** PASSAGE PROVIDED **
Content starts
The main risk factor for COPD is smoking, with a long smoking period leading to a proportionately high prevalence 6, 7, 8. However, the occurrence of COPD has recently increased among nonsmokers who have never smoked in their lives [9]. There are approximately 50 million nonsmoking COPD patients worldwide [6], and recent reports have revealed that the prevalence of COPD among nonsmoking South Koreans is 7.1–8.2% 10, 11.
Even though there are many COPD patients among nonsmokers, the main cause of the disease has not been yet defined. Some of the pathophysiologic changes, personal, and environmental risk factors relate to air flow restriction have been addressed in previous studies.
Content ends
** INFORMATION SHOWN **
Content starts
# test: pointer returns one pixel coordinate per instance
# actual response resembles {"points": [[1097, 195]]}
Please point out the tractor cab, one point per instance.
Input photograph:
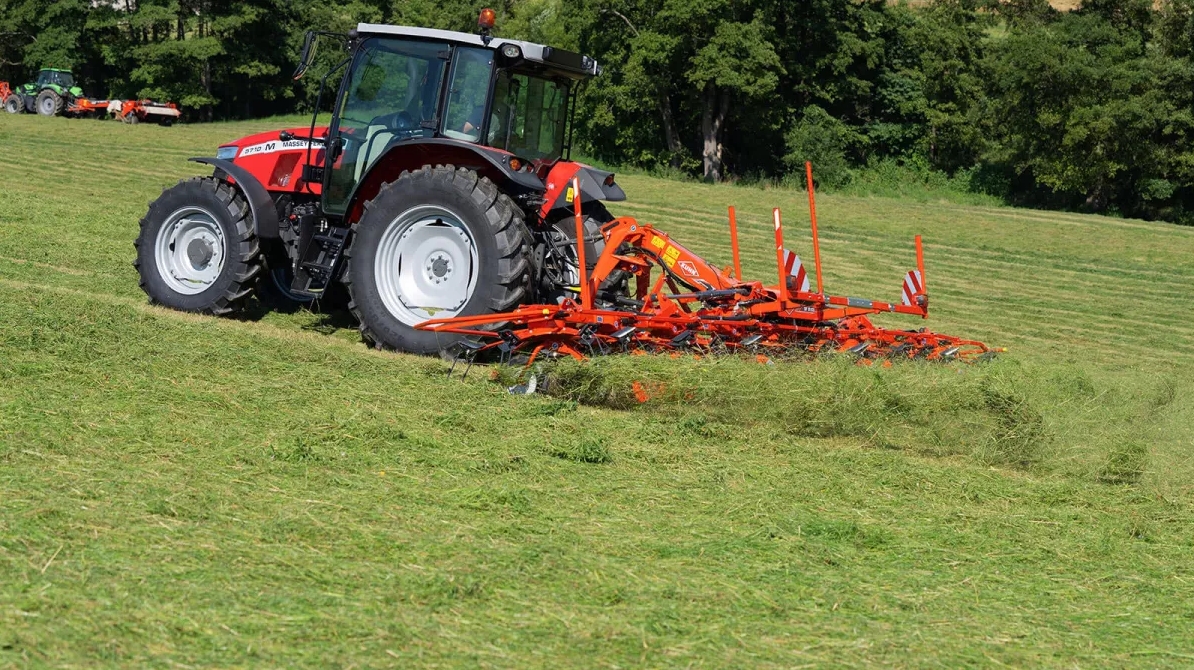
Content ends
** INSTRUCTIONS TO FOLLOW **
Output the passage about COPD in nonsmokers again, word for word and in full.

** YOUR SOLUTION **
The main risk factor for COPD is smoking, with a long smoking period leading to a proportionately high prevalence 6, 7, 8. However, the occurrence of COPD has recently increased among nonsmokers who have never smoked in their lives [9]. There are approximately 50 million nonsmoking COPD patients worldwide [6], and recent reports have revealed that the prevalence of COPD among nonsmoking South Koreans is 7.1–8.2% 10, 11.
Even though there are many COPD patients among nonsmokers, the main cause of the disease has not been yet defined. Some of the pathophysiologic changes, personal, and environmental risk factors relate to air flow restriction have been addressed in previous studies.